In the records below, locate the line containing "Would you mind marking the paving"; output that line and every following line through the last, exactly.

§ **Data to process**
+++
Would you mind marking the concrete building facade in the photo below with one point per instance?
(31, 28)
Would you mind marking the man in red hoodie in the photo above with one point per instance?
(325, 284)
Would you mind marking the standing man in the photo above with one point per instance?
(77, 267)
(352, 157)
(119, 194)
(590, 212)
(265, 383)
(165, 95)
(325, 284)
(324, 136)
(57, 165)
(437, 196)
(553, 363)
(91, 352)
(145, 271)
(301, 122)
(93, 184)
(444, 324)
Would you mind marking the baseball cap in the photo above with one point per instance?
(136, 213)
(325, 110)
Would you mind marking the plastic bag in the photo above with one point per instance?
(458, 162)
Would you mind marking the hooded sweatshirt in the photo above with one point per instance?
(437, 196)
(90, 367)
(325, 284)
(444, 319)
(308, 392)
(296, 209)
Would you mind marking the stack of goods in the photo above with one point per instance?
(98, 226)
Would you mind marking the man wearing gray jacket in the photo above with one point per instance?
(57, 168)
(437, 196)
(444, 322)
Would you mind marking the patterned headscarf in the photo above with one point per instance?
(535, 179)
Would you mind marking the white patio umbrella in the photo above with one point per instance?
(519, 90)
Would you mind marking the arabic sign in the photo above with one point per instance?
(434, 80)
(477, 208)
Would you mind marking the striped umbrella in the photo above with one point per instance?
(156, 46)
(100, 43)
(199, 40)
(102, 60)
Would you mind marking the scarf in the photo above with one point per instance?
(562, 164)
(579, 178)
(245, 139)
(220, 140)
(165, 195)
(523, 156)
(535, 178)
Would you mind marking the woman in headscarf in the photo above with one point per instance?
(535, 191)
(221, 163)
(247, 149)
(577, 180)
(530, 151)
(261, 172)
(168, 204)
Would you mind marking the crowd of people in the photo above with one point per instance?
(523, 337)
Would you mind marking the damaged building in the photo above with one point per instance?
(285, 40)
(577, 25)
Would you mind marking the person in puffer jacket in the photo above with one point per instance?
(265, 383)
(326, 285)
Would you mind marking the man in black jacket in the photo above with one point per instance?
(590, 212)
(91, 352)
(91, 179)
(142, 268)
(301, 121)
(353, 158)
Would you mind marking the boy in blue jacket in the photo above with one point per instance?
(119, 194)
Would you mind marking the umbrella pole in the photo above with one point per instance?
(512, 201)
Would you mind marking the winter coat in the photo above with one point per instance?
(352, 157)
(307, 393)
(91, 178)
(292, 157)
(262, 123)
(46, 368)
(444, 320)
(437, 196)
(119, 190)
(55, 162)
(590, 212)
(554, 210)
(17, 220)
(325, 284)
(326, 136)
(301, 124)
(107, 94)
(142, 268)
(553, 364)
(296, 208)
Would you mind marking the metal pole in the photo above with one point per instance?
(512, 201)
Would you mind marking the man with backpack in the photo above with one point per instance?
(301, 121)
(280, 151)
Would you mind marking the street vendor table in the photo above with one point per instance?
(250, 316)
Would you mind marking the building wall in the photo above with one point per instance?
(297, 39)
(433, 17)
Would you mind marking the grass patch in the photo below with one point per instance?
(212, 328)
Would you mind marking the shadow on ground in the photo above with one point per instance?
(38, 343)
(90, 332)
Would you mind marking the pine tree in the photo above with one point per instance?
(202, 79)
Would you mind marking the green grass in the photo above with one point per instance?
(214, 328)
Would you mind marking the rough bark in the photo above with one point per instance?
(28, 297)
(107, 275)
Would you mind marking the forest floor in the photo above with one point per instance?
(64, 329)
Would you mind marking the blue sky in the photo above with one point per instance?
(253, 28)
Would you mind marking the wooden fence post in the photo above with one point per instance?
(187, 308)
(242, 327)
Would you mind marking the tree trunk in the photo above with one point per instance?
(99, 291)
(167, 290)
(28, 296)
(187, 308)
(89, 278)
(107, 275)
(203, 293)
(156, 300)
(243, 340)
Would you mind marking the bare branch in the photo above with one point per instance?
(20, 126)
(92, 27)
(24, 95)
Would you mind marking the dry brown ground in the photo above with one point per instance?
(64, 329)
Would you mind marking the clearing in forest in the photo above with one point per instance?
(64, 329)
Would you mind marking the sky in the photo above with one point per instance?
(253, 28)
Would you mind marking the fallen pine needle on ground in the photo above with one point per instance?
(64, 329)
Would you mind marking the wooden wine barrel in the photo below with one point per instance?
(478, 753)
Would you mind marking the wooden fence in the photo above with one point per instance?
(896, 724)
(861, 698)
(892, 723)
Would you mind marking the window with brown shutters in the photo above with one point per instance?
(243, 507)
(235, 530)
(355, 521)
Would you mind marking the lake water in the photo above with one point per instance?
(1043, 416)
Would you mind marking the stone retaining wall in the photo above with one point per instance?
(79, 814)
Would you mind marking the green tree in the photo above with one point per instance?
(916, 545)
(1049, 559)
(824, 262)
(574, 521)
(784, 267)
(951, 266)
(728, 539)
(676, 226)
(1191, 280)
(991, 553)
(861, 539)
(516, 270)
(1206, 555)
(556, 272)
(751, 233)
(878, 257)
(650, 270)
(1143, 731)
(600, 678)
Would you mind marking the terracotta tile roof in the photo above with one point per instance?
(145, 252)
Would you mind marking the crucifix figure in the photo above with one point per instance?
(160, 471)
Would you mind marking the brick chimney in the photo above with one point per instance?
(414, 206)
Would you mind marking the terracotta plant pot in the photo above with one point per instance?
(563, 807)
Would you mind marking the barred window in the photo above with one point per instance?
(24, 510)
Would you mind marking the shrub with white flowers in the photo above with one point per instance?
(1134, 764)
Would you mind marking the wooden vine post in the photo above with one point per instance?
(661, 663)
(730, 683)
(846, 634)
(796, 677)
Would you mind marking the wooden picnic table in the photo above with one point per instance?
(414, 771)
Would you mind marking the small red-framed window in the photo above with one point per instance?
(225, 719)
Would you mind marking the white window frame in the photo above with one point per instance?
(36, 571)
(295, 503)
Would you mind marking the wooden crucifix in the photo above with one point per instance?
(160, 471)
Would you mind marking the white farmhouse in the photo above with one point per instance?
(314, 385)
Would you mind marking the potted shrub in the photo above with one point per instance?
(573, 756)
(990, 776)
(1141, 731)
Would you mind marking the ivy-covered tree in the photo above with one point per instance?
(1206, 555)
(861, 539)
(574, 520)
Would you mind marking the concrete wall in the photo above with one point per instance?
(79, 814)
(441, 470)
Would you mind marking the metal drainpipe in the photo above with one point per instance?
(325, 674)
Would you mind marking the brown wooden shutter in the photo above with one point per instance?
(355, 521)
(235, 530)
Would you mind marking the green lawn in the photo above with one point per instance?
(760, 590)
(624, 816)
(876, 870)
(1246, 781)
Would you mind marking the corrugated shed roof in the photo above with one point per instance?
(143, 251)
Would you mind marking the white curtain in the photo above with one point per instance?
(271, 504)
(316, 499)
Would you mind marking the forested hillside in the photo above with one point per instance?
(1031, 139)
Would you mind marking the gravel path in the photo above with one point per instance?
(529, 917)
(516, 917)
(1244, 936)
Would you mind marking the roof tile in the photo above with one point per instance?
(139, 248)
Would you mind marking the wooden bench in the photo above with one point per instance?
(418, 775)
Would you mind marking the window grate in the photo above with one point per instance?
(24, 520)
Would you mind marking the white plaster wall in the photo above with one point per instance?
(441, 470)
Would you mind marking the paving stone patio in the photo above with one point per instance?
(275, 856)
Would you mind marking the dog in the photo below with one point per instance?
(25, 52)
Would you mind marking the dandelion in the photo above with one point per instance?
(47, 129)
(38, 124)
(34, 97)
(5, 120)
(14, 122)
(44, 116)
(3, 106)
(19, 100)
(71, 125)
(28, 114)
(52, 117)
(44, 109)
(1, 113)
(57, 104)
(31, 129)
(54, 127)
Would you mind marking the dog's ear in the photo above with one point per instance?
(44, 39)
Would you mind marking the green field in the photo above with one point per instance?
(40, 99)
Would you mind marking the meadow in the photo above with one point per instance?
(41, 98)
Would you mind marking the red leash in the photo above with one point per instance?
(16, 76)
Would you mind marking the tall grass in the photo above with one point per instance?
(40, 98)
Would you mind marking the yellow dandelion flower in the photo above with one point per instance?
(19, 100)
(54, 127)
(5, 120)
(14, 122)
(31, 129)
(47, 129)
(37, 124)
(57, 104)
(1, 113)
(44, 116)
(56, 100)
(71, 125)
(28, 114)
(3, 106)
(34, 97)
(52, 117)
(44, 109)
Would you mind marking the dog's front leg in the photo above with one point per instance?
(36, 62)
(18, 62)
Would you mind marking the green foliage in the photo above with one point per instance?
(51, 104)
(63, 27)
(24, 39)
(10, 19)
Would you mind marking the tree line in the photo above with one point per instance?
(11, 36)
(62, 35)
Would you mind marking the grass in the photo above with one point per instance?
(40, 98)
+++
§ **Answer to the exercise**
Would you mind marking the paving stone patio in the photo above with one point per instance?
(275, 856)
Would you mind marking the dog in the photo below with one point per instance?
(25, 52)
Would you mind marking the dandelion in the photo above with one point per instance?
(47, 129)
(38, 124)
(34, 97)
(5, 120)
(14, 122)
(44, 116)
(3, 106)
(19, 100)
(71, 125)
(28, 114)
(52, 117)
(44, 109)
(1, 113)
(57, 104)
(31, 129)
(54, 127)
Would you mind marking the dog's ear in the photo above with one point per instance?
(44, 39)
Would you mind marking the green field in the photo above with one point per instance?
(40, 99)
Would you mind marking the meadow in the photo above with one point per instance?
(41, 98)
Would you mind marking the red leash in the photo above with one point per instance?
(16, 76)
Would you mind marking the tall grass in the photo above with one point per instance?
(40, 98)
Would you mind marking the yellow dandelion flower in the photo above with one point per instance?
(19, 100)
(54, 127)
(5, 120)
(14, 122)
(31, 129)
(47, 129)
(37, 124)
(57, 104)
(1, 113)
(44, 116)
(56, 100)
(71, 125)
(28, 114)
(3, 106)
(34, 97)
(52, 117)
(44, 109)
Would you mind marking the dog's front leg in the photo above with one point per instance?
(36, 62)
(18, 62)
Would you mind marking the green foliage in the photo above with one point per instance?
(51, 104)
(63, 27)
(24, 39)
(10, 19)
Would you mind marking the tree line in the photo above with one point per instance?
(11, 36)
(62, 35)
Would you mind marking the grass in the photo above with one point per instance?
(40, 98)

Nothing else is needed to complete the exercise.